Saved data entries:
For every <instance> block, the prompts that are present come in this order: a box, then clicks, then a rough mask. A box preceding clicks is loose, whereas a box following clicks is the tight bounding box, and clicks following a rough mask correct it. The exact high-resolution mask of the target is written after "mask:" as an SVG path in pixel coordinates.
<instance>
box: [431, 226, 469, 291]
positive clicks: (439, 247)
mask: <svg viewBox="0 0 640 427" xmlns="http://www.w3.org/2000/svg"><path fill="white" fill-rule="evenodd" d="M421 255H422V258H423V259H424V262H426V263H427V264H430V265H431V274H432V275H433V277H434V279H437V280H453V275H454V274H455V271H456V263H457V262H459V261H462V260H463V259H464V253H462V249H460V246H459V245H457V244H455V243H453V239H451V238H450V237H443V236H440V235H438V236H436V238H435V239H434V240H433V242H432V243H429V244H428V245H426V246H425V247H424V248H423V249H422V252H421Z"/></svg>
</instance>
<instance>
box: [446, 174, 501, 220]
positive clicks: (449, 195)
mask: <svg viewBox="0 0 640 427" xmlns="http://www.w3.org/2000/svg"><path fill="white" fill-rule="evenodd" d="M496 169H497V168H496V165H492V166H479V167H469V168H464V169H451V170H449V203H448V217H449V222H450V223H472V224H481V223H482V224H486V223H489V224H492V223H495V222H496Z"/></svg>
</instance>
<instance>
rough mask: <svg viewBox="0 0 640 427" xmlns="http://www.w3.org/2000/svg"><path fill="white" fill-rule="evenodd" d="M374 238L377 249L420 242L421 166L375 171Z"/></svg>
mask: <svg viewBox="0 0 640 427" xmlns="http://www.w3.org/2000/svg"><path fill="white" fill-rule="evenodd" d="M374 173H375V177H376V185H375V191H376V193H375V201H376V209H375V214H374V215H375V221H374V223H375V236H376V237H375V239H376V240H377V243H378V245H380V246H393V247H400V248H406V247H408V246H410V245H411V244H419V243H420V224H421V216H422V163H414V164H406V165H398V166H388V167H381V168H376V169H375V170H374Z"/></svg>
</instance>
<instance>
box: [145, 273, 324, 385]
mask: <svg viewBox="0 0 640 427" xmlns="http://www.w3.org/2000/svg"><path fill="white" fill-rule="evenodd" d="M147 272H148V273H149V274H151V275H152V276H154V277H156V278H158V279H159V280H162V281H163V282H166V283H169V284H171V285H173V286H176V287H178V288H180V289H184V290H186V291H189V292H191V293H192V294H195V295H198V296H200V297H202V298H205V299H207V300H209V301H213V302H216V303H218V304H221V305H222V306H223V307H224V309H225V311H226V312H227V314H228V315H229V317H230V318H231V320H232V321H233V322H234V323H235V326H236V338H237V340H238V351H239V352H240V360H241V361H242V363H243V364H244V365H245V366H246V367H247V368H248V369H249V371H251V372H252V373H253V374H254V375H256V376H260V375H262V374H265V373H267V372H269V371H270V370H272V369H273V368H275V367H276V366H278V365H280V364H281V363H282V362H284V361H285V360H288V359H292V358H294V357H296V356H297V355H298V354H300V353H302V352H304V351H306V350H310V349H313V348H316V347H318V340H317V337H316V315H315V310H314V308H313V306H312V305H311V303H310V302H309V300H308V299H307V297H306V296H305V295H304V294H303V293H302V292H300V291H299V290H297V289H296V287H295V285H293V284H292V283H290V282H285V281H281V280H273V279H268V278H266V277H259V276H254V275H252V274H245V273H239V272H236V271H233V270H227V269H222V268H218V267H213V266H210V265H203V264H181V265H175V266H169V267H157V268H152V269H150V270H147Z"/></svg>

--

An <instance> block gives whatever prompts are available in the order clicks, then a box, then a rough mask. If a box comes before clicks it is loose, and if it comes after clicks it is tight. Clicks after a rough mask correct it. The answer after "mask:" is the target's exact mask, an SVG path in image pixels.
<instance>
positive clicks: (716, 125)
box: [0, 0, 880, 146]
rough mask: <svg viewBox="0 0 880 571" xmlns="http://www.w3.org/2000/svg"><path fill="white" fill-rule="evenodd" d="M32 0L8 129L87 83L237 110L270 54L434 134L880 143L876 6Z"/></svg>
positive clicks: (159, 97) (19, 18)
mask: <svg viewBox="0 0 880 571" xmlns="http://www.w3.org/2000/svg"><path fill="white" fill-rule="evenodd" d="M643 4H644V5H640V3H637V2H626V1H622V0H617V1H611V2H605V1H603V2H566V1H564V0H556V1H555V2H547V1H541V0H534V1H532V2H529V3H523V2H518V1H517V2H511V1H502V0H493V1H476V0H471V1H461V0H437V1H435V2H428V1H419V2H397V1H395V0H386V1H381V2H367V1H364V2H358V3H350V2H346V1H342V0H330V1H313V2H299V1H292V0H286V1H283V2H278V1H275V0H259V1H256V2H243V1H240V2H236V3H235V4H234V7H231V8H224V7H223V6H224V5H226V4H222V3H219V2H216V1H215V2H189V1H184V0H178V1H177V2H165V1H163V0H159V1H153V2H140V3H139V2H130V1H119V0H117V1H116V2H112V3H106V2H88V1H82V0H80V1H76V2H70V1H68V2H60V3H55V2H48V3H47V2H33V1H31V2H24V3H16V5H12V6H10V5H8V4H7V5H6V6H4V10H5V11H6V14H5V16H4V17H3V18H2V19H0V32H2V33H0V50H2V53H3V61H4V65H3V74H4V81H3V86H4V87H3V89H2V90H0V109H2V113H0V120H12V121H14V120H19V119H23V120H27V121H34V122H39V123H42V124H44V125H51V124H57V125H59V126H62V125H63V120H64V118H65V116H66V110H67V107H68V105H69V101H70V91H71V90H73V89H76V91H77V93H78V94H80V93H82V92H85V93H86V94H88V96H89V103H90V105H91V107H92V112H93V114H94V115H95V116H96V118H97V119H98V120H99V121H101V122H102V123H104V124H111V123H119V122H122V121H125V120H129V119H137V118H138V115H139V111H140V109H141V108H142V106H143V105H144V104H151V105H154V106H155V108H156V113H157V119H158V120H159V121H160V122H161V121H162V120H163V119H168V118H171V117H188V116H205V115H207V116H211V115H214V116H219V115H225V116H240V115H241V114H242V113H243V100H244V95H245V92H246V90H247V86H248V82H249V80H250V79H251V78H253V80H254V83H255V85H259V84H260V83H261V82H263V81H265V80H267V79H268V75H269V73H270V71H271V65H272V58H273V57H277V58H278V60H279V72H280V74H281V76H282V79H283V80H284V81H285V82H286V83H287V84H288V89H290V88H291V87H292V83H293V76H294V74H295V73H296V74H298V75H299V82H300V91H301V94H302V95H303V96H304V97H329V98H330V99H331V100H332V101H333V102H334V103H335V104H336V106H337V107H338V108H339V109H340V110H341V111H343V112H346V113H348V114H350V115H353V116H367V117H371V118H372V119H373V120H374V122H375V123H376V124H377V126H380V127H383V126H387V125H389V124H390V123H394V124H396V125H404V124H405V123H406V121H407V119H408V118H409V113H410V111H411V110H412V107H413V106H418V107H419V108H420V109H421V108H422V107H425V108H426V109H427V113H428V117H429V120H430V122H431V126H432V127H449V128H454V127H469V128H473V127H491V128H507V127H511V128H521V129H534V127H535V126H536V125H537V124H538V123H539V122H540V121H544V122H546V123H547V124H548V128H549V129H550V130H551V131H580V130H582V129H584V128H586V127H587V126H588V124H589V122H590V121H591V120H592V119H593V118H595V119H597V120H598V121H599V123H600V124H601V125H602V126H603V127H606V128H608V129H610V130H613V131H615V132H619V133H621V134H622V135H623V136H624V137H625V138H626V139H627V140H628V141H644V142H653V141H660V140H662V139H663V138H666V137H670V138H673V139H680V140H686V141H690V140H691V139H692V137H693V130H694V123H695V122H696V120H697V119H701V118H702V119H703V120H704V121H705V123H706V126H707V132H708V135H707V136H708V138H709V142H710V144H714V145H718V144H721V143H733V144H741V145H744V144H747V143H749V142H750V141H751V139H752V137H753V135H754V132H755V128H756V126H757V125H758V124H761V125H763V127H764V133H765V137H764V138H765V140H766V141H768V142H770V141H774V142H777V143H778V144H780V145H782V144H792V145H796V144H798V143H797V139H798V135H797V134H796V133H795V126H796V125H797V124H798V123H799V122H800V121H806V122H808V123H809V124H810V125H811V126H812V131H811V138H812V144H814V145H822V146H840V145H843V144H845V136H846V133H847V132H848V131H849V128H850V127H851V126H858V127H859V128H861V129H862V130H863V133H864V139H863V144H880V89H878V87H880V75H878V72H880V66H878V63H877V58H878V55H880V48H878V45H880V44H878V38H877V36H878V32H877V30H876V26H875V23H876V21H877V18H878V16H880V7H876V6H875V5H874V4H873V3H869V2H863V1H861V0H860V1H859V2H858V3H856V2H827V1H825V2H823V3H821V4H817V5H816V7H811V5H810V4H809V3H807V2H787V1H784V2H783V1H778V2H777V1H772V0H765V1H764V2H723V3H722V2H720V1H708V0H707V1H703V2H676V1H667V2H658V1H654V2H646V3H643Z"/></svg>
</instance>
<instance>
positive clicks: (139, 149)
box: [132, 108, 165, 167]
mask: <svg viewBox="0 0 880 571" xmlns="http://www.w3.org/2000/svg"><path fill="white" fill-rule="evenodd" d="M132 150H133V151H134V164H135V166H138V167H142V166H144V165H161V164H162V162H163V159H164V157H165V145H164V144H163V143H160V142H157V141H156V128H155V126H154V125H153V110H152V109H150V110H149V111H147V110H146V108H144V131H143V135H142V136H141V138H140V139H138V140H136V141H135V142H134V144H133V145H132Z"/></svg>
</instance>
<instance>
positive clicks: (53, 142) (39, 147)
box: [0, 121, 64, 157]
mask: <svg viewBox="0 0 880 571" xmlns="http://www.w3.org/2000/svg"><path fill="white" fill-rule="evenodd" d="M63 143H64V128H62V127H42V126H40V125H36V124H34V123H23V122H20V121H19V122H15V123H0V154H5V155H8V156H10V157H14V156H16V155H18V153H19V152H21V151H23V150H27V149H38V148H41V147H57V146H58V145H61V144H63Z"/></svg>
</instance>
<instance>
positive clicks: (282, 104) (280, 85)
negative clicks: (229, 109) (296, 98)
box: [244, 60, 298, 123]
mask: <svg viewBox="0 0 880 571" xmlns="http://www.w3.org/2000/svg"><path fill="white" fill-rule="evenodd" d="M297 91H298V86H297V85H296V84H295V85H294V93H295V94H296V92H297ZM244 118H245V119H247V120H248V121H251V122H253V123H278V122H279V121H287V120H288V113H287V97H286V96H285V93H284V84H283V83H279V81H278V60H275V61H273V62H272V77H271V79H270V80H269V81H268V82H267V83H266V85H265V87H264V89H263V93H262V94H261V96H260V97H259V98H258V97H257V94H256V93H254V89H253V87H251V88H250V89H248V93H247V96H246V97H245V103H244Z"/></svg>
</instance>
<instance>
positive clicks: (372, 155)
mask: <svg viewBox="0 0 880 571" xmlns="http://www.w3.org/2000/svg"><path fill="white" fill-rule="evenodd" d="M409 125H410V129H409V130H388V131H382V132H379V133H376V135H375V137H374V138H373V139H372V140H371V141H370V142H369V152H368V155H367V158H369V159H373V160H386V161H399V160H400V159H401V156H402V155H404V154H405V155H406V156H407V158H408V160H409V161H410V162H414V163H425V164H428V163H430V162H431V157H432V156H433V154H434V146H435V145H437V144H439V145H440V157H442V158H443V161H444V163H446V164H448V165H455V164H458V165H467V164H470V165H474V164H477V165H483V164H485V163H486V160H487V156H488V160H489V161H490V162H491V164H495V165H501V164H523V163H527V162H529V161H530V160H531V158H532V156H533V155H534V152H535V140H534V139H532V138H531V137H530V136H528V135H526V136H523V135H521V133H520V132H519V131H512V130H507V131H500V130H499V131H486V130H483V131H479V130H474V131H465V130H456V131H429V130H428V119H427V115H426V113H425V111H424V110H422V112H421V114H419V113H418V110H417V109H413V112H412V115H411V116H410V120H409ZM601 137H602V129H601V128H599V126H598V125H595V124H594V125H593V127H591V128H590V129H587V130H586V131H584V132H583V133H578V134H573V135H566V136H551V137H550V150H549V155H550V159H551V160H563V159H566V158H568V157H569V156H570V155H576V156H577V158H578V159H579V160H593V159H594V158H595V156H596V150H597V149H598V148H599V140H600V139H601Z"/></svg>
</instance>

> **What is being asked**
Set down, exactly as they appear above, all lines from the one that has "For every <instance>" down to the one that has "box: [446, 174, 501, 220]", including those two and no others.

> **Answer section**
For every <instance> block, the prompts that are present come in this order: a box, then clicks, then a rough mask. A box preceding clicks is loose, whereas a box following clicks is the tight bounding box, and clicks following a rough mask correct it. The exact high-resolution mask of the target is written after "mask:" as an SVG path in pixel coordinates.
<instance>
box: [431, 226, 469, 291]
positive clicks: (439, 247)
mask: <svg viewBox="0 0 640 427" xmlns="http://www.w3.org/2000/svg"><path fill="white" fill-rule="evenodd" d="M421 255H422V258H423V259H424V262H426V263H427V264H430V265H431V274H432V275H433V277H434V279H437V280H453V275H454V274H455V271H456V263H457V262H459V261H462V260H463V259H464V253H462V249H460V246H459V245H457V244H455V243H453V239H451V238H450V237H443V236H440V235H438V236H436V238H435V239H434V240H433V242H432V243H429V244H428V245H426V246H425V247H424V248H423V249H422V252H421Z"/></svg>
</instance>
<instance>
box: [446, 174, 501, 220]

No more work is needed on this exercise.